__Text extract__
↓↓↓

Welcome to TNW Basics, a collection of tips, tricks, guides, and advice on how to easily get the most out of your gadgets, apps, and other stuff.

One of the best parts of buying an ebook from Amazon is the syncing. You can read on your Kindle Paperwhite, then open the Kindle app on your phone and pick-up exactly where you left off. It’s what digital reading should be all about.

I thought this synchronization was only possible with ebooks you actually bought from the Kindle store, but I’m happy to admit I was wrong – you can do this with almost any ebook, whether you got it from Amazon or not.

So, in this piece we’re going to show you how to simply send a single ebook to multiple Kindle devices and apps, so you can read it seamlessly. Strap yourself in!

Step #1: Make sure the file’s in the right format

So, let’s say you have an ebook, paper, or document you picked up from somewhere else other than Amazon. The first thing you need to do is make sure your file is compatible with the Kindle ecosystem.

Currently, this process supports the following files:

  • Microsoft Word (.DOC, .DOCX)
  • HTML (.HTML, .HTM)
  • RTF (.RTF)
  • JPEG (.JPEG, .JPG)
  • Kindle Format (.MOBI, .AZW)
  • GIF (.GIF)
  • PNG (.PNG)
  • BMP (.BMP)
  • PDF (.PDF)

If the document you’re sending isn’t one of these, then look into converting it. If you’ve got a different ebook format (like .EPUB), Calibre will be able to help you change it into something Kindle friendly.

Step #2: Find out your Kindle devices’ email addresses

Here’s a cool part – you can literally email files to your Kindle devices. Just a note, before you do this make sure you’ve downloaded the Kindle app on whatever hardware you’d like to send your ebooks tto.

Once you’ve done this, head here on Amazon’s website (the “Manage Your Content And Devices” part of the site). Then, click preferences on the menu at the top:

That bit right there.

↑↑↑

__Coordinate annotation rows__

↓↓↓

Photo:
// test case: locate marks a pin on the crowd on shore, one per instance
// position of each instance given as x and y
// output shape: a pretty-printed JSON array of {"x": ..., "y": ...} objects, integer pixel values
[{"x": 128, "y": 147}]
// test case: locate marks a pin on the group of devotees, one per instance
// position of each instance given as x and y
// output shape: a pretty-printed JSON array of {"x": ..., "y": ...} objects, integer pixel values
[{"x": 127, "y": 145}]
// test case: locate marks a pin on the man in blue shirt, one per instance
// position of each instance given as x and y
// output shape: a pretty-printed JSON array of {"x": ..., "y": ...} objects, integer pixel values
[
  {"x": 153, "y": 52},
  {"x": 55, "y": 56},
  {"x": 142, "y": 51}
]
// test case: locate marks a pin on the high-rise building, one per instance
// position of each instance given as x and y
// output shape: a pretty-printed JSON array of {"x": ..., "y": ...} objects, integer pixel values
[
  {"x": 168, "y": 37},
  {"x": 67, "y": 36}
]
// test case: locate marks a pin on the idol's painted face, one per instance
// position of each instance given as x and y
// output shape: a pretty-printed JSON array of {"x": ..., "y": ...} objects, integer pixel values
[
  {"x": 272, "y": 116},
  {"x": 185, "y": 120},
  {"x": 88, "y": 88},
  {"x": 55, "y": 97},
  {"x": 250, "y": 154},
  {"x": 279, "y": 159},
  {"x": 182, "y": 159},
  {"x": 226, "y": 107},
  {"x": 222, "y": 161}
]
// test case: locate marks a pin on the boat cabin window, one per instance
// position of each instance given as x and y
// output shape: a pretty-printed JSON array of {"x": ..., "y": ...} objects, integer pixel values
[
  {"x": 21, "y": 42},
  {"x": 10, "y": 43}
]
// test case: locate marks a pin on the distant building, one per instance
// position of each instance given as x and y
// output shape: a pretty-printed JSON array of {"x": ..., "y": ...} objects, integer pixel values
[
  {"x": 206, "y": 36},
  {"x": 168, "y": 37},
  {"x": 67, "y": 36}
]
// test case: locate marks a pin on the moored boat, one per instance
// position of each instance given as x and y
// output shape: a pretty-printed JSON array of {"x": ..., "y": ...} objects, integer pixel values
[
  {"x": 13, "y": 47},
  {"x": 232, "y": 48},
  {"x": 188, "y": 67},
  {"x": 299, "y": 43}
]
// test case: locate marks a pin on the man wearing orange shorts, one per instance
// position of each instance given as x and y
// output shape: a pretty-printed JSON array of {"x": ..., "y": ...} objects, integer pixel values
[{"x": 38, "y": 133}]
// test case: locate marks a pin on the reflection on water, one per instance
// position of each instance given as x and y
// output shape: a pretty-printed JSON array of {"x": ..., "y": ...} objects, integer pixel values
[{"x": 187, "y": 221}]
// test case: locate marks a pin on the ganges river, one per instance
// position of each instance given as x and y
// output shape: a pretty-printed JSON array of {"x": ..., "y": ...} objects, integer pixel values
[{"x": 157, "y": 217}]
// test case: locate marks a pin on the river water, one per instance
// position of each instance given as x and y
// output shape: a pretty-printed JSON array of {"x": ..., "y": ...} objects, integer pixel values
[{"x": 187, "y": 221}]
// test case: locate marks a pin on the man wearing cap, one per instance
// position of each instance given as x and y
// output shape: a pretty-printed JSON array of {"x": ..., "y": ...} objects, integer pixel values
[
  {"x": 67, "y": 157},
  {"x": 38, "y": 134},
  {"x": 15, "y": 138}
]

↑↑↑

__Objective__
Extend the Kindle ebook guide, starting after its final line, "That bit right there." The rows are separate material and are not part of the Kindle ebook guide.

__Result of this exercise__
Then scroll further down until you see “Personal Document Settings.” Click and expand on that section and should see an array of device names and email addresses. Much like this:

No, you’re not getting hold of my device names and emails.

Make a note of the specific devices you want to send the ebook to.

Step #3: Add the email address you’re going to send the ebook from

In the same “Personal Document Settings” section you should see this:

Nope, blocked out those email addresses too.

Underneath this specific part there’s an option to add the email you’ll send the the ebooks or documents from. So add your email there, yeah?

Step #4: Turn on device synchronization

In the same “Preferences” section look for this menu:

And make sure it’s turned on!

Step #5: Email your Kindle devices the file

This is the easy bit. First, open a new email on the account you added to the approved list. Then, put in the email addresses associated with your preferred Kindle devices (say, a Paperwhite and your Android device). Finally, attach the file to the email and hit send!

The ebook will appear on all your specified devices shortly. If you flick through a few pages on a Paperwhite, then open the Kindle app on a phone, it’ll show you a notification like this:

Click “yes” and the app will bring you right where you want to be, so you can continue reading seamlessly. Poetry in motion.

There you have it! This little trick to get external ebooks on multiple Kindle devices and apps will make your digital reading experience better than ever. If you’re more interested in managing a full library of non-Amazon ebooks, you should check out the aforementioned Calibre. From that app you’ll be able to properly tag, manage, and send ebooks to your Kindle devices. This works with a similar method to the above, but you just have to add the Calibre app‘s email address to the approved list.

If you don’t have a Kindle? Well, can we recommend the new Paperwhite? It’s a magnificent device, one we’ve recommended before.

Anyway, hope these tips helped and that you never lose your place in a book again.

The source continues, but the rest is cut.